● Wiersze danych:

○ ○ ○ ○ ○ ○ ○

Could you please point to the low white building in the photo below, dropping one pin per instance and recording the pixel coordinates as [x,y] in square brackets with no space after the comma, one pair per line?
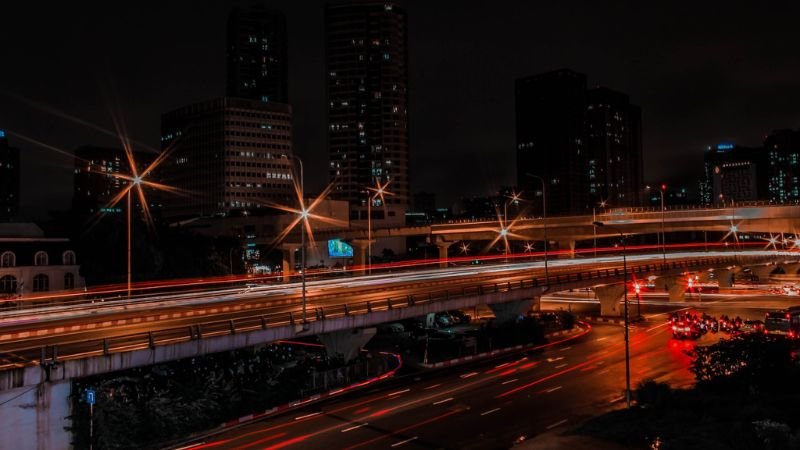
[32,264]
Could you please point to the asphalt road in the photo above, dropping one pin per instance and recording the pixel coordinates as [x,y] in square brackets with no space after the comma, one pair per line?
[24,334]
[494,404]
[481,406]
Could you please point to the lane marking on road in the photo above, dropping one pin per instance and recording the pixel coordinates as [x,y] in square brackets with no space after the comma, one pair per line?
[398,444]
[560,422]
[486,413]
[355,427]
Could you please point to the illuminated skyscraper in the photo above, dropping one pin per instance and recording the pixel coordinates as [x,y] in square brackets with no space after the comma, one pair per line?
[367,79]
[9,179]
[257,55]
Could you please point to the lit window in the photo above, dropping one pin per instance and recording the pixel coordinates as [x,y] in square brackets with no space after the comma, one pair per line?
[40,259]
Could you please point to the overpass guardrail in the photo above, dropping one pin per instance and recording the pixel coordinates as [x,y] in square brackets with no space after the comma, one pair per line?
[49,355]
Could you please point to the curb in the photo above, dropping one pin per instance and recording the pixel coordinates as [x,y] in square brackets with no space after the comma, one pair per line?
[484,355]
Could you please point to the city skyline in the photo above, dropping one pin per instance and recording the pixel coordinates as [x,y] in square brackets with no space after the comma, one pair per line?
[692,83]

○ ○ ○ ○ ○ ○ ○

● Wymagania zadania: Przepisz w całości wszystkie wiersze od tego, który zawiera „Could you please point to the lit”, aż do ostatniego wiersza. Przy tym przesuń o -54 każdą współrzędną w odpowiedziach.

● Wynik zadania:
Could you please point to the lit window in the photo above, dropping one pin per instance and recording the pixel coordinates as [x,y] in square brackets with no space after the comma, one pair per line?
[-14,205]
Could you please point to the overpass guardrail in the photo above, dropping one pin per instance and recording the pixel coordinates as [x,y] in square brackets with no space after the comma, one pair per line?
[-5,301]
Could you please point to the curb in the photo above, dropping one pin per instance and recording the pixel coordinates as [x,y] in square brackets with no space after the comma, one pair per line?
[430,301]
Could you please point to the city skyline in the photo above, dropping one pin per instance and recording the pixel coordinates as [x,y] in square brackets with no space after the comma, one pair per line?
[638,29]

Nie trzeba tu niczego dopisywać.